• TAREFA 1
No texto sobre o Barão Vermelho, em quantos dias foi gravado o primeiro disco da banda?
• TAREFA 2
Retome o texto sobre o Barão Vermelho e siga escrevendo a partir da última frase dele.
==== TEXTO DE ORIGEM ====
O Barão Vermelho misturou o suingue negro americano com a poética brasileira, contrastando com o rock “branquela” que insistia em predominar. E resistiu mesmo sem Cazuza

divulgação

Cazuza, Roberto Frejat, Dé, Guto Goffi e Maurício Barros gravaram em apenas dois dias aquele que seria o primeiro disco do Barão Vermelho. Com canções importantes como Ponto Fraco e Down em Mim, começava em 1982 uma das carreiras mais bem-sucedidas do rock nacional. Integrantes entraram e saíram, mas o Barão se manteve firme e forte. Para marcar esses 25 anos de estrada, a apresentação histórica no Rock in Rio de 1985 foi lançada em CD e DVD. Ainda este ano, sai também uma biografia, Por Que a Gente É Assim?, escrita por Guto Goffi, Ezequiel Neves e pelo jornalista Rodrigo Pinto.

“O grupo foi formado, ainda na época de colégio, por mim e pelo Guto Goffi. Aos poucos encontramos os outros integrantes e por fim o Cazuza, que começou a mexer nas letras e conhecia muita gente do meio artístico, o que ajudou bastante no início. O rock, na época, era maldito, underground”, lembra Maurício Barros. “Não tocava no rádio. Fizemos nosso primeiro show no Circo Voador, ainda no Arpoador, junto com a Blitz. Nunca ficamos muito presos ao que estava rolando.” Maurício também reconhece que se destacavam pelas letras e pelo carisma do cantor. “A sonoridade era crua e totalmente diferente do som pasteurizado da maioria.”

Guto Goffi via no grupo influência da música negra americana misturada à poesia de Cartola, Ângela Ro Ro e Luiz Melodia. “As outras bandas da época eram derivadas do punk – Sex Pistols, The Clash –, que eram bandas mais branquelas, com outro suingue.” A referência mais forte do Barão Vermelho sempre foram os Rolling Stones. “Fiquei impressionado com aqueles cinco moleques novinhos que tocavam um som à la Stones e com um vocalista que não tinha técnica alguma, era um berrador, mas muito carismático”, lembra o jornalista Jamari França. “Além disso, o Barão teve em suas fileiras um dos maiores letristas do Brasil, Cazuza”, completa Arthur Dapieve, autor do livro BRock – O Rock Brasileiro dos Anos 80.
==== MATERIAL FORNECIDO ====
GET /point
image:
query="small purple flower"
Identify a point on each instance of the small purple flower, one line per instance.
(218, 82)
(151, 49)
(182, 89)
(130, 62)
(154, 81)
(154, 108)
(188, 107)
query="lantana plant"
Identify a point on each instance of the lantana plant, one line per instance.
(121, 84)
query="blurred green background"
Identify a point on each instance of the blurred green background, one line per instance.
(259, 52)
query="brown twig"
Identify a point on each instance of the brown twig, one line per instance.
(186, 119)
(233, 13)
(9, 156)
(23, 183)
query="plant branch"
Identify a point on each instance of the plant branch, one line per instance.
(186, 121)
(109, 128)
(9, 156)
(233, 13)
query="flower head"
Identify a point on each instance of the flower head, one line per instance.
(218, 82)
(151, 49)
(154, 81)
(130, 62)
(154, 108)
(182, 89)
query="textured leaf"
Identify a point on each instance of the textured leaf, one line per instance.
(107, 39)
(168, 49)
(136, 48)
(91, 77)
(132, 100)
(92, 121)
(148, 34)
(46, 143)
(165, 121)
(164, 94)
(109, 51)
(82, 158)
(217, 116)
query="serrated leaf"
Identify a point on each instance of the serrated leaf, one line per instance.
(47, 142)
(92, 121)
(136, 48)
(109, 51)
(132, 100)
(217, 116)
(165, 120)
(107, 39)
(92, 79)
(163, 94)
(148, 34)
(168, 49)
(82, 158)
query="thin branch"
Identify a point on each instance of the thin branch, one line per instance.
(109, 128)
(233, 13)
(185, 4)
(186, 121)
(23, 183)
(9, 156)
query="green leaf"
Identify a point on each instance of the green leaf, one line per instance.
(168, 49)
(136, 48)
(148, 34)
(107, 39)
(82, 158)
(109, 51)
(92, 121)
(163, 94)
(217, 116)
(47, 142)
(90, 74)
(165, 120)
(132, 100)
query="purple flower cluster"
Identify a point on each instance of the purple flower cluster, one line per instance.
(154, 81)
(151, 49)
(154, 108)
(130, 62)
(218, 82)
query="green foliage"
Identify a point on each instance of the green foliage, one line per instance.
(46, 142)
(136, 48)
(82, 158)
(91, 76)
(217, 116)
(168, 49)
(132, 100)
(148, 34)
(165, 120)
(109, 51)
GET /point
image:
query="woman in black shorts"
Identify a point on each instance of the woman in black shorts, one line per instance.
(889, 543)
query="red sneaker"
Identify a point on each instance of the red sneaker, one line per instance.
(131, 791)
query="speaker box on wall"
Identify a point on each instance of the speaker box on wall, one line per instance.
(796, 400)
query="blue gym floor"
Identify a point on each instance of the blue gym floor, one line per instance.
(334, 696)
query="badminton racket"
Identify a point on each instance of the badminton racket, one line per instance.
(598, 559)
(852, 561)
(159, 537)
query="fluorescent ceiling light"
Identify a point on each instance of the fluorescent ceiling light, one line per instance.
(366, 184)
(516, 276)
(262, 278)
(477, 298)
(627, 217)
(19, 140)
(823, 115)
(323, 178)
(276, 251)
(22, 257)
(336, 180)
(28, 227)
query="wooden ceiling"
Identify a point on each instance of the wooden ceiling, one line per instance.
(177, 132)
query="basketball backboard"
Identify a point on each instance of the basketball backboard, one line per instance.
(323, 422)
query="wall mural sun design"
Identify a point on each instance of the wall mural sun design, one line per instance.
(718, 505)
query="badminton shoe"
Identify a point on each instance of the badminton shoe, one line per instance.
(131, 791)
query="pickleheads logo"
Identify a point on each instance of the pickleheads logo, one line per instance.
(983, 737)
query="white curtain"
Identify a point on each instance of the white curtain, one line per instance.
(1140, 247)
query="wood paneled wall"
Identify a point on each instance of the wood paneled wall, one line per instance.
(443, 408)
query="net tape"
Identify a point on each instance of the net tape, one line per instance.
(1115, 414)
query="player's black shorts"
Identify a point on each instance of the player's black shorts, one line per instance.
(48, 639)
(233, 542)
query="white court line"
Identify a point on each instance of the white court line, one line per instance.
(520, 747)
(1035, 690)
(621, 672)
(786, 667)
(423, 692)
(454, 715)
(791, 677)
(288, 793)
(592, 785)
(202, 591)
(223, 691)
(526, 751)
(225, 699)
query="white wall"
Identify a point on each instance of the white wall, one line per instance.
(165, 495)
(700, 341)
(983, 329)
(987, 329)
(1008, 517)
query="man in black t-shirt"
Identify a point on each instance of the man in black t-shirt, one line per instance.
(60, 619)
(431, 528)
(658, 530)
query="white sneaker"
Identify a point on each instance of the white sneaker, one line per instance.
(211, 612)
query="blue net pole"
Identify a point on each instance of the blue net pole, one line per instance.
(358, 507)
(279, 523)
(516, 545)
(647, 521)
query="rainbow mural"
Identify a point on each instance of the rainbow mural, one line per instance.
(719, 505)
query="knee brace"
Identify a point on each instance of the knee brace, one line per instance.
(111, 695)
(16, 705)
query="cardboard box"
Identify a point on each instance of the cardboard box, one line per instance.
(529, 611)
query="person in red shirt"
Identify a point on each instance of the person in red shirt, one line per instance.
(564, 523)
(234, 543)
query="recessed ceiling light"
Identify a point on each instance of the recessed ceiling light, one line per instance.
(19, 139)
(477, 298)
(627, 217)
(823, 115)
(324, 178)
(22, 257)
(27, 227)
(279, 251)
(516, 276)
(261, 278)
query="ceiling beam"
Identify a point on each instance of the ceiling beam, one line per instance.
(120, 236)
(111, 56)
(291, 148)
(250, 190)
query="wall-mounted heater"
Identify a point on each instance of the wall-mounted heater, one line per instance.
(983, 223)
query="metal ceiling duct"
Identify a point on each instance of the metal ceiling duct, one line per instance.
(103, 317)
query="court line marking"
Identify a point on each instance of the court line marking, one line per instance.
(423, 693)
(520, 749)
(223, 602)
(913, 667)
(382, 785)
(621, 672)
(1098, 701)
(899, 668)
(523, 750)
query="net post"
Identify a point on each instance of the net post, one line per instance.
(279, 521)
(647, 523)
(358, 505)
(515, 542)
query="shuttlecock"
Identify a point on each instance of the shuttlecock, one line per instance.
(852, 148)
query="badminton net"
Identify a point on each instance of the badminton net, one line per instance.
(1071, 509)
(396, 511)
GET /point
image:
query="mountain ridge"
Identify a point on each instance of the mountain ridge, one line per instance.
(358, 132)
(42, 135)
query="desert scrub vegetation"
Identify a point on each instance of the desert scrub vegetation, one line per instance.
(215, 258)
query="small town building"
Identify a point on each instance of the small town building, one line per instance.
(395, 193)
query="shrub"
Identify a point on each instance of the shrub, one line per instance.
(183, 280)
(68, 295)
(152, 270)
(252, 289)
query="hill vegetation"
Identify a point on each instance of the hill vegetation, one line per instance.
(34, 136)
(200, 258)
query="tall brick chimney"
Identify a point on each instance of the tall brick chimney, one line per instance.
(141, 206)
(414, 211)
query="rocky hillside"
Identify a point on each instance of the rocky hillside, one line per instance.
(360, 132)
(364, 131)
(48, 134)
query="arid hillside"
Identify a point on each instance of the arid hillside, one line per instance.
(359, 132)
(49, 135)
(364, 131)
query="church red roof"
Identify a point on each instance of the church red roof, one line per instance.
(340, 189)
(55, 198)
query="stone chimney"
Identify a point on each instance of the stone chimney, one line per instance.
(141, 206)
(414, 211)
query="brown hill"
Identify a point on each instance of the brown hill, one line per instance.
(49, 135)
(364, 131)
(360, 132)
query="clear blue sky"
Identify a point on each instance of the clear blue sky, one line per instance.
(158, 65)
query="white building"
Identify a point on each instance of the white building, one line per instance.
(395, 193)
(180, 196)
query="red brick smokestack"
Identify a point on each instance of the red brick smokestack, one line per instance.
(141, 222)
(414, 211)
====
• RESPOSTA 1
Em apenas dois dias.

• RESPOSTA 2
O Barão Vermelho estourou em 1984 com o álbum Maior Abandonado, que trazia sucessos como a faixa-título, Bete Balanço e Por Que a Gente É Assim? A banda rodou o Brasil e encarou talvez um de seus maiores desafios – a platéia do Rock in Rio. “Eles mostraram que o rock brasileiro poderia ser comparado ao de algumas bandas internacionais que se apresentaram por lá”, acredita Marcos Mazzola, coordenador do CD e DVD do show, que conta com o documentário Aconteceu em 85. O primeiro show do Barão Vermelho no Rock in Rio foi realizado no mesmo dia em que foi eleito Tancredo Neves, primeiro presidente civil após um longo período de regime militar. Cazuza saudou ao final de Pro Dia Nascer Feliz: “Que o dia nasça lindo pra todo mundo amanhã. Com um Brasil novo, com a rapaziada esperta! Valeu!”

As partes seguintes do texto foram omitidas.